▸ FRAGMENTO SELECCIONADO
Las noticias de tragedias aéreas
siempre nos arrugan el corazón. Los accidentes aéreos, cuando ocurren, suelen
ser letales; gracias a Dios poco probables, pero tristemente muy letales. Sin
embargo, causa curiosidad que en torno a ellos casi siempre aparece un
testimonio de una persona (o varias) que se salvó de tomar ese vuelo y por ende
salvó su vida. Y en esto se podría deducir una peligrosa sensación de que el
amor de Dios por ese rescatado fue mayor que por los cientos que murieron en el
fatídico vuelo.
El apóstol San Juan cuando
definió a Dios utilizó una sola palabra: AMOR (1 Juan, 4,8). Y ese amor paradójicamente lo
expresó más nuestro amado Jesús en los que uno podría presumir eran los menos dignos
de recibirlo. Yéndome muchos siglos atrás, el amor que sentía Dios por Abel no
era superior al que sentía por Caín, la diferencia estaba en la pureza de las
obras de Abel por encima de las de Caín, lo cual generaba mayor agrado al
Señor.

▸ LISTADO DE DATOS
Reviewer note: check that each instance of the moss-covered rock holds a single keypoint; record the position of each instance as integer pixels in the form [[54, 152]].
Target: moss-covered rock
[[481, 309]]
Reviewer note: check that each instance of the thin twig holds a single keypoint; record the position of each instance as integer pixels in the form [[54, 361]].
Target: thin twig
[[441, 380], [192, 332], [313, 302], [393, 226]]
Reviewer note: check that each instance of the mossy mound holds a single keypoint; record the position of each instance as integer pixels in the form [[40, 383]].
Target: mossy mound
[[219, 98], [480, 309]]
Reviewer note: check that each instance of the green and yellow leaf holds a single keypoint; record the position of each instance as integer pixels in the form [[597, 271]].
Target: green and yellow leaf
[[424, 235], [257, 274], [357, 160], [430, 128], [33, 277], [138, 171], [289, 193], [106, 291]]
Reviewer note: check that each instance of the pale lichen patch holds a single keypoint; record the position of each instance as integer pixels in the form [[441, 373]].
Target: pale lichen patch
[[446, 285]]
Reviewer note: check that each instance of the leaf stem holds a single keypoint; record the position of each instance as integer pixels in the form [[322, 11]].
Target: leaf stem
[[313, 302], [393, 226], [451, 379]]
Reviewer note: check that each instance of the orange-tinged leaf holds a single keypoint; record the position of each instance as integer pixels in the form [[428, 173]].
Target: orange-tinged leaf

▸ QUÉ SE PIDE
Transcribe el pasaje del fragmento sobre los accidentes aéreos que va desde "Las noticias de" hasta "fatídico vuelo.", ambos incluidos.

▸ PROBLEMA RESUELTO
Las noticias de tragedias aéreas
siempre nos arrugan el corazón. Los accidentes aéreos, cuando ocurren, suelen
ser letales; gracias a Dios poco probables, pero tristemente muy letales. Sin
embargo, causa curiosidad que en torno a ellos casi siempre aparece un
testimonio de una persona (o varias) que se salvó de tomar ese vuelo y por ende
salvó su vida. Y en esto se podría deducir una peligrosa sensación de que el
amor de Dios por ese rescatado fue mayor que por los cientos que murieron en el
fatídico vuelo.